_原文:_
障害等級表については、かねてから障害等級専門家会議により全般にわたる検討を行つてきたところであるが、本年二月、当面必要な措置として、聴力障害・胸腹部臓器障害等一部の障害について現行の障害等級表を改めるべき旨の報告書が提出されたので、この報告書の結論に従つて、今回、労働基準法施行規則(昭和二二年厚生省令第二三号)別表第二「身体障害等級表」及び労働者災害補償保険法施行規則(昭和三〇年労働省令第二二号)別表「障害等級表」を改正することとしたものである。

二 改正の内容

労働基準法施行規則別表第二「身体障害等級表」(以下「身体障害等級表」という。)及び労働者災害補償保険法施行規則別表「障害等級表」(以下「障害等級表」という。)の身体障害の欄の一部が、それぞれ次のとおり改正された(改正省令第一条及び第二条)。

(一) 精神神経障害

イ 第三級と第七級の間に、新たに第五級として次の障害が加えられた。神経系統の機能又は精神に著しい障害を残し、特に軽易な労務以外の労務に服することができないもの(第一号の二。)

ロ 従来精神障害と神経障害については、それぞれ区分して取扱われていたが、これらが精神神経障害としてあわせて取扱われることとされた。

_提供資料:_
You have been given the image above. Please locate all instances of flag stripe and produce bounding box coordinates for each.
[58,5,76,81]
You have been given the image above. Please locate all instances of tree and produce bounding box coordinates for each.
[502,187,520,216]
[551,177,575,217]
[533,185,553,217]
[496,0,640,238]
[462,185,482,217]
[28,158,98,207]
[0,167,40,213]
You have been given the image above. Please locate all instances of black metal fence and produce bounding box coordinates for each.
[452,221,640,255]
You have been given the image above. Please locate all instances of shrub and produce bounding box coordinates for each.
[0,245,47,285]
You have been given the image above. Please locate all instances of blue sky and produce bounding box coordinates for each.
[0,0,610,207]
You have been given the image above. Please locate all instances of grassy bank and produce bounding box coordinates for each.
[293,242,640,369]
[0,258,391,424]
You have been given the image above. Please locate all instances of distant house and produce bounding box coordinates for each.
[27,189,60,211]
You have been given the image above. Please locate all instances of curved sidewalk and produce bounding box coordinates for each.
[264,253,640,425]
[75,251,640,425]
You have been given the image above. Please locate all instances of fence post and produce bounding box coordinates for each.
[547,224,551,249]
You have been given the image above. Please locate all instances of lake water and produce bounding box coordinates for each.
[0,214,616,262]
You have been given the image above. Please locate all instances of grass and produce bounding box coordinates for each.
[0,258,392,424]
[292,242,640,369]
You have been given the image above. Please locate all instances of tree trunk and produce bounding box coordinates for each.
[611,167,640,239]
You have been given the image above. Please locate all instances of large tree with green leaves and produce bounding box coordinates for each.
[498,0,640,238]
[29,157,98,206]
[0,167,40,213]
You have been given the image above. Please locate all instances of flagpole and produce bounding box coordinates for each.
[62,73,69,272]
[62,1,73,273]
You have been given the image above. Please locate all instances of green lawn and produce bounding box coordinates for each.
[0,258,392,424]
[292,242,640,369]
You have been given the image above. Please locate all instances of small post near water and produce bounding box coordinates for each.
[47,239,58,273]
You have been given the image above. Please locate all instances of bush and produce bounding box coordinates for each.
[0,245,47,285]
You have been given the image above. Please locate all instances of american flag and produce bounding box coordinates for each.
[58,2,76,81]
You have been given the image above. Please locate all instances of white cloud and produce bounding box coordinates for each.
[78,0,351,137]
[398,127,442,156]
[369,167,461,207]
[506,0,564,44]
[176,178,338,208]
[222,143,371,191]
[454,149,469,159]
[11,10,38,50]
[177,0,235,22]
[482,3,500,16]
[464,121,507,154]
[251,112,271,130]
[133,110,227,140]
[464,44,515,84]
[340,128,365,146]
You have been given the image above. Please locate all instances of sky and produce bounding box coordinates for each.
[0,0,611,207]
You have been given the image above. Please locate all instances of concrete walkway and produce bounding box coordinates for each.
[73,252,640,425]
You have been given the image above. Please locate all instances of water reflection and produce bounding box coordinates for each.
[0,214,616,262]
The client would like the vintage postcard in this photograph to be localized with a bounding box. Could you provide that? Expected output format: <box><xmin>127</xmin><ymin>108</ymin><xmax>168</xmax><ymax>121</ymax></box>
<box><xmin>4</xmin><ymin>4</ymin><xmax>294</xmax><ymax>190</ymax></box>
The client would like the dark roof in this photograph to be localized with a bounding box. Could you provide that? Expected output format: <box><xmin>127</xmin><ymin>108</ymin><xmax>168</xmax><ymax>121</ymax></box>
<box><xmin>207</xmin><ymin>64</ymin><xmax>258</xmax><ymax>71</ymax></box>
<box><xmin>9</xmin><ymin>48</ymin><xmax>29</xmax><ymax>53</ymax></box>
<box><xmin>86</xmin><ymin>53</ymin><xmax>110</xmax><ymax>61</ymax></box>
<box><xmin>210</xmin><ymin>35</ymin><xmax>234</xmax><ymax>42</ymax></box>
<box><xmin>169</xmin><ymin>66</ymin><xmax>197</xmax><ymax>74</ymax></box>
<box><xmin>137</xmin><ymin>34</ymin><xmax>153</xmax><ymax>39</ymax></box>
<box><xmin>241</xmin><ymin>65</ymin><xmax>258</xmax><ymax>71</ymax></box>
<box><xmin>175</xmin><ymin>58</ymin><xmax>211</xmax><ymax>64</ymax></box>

_必須課題:_
• A. 上の原文に基づいて、次の問いに答えよ。
(i) 障害等級専門家会議の報告書が提出されたのはいつか。
(ii) 新たに第五級として加えられた障害は、どの等級とどの等級の間に置かれたか。
(iii) 従来それぞれ区分して取り扱われていた二つの障害は何か。
• B. 上の原文のうち、「労働基準法施行規則別表第二「」を含む語句で始まり「せて取扱われることとされた。」で終わる部分を、一字も変えずに書き出してください。

_課題別の回答:_
• A.
(i) 本年二月
(ii) 第三級と第七級の間
(iii) 精神障害と神経障害

• B.
労働基準法施行規則別表第二「身体障害等級表」(以下「身体障害等級表」という。)及び労働者災害補償保険法施行規則別表「障害等級表」(以下「障害等級表」という。)の身体障害の欄の一部が、それぞれ次のとおり改正された(改正省令第一条及び第二条)。

(一) 精神神経障害

イ 第三級と第七級の間に、新たに第五級として次の障害が加えられた。神経系統の機能又は精神に著しい障害を残し、特に軽易な労務以外の労務に服することができないもの(第一号の二。)

ロ 従来精神障害と神経障害については、それぞれ区分して取扱われていたが、これらが精神神経障害としてあわせて取扱われることとされた。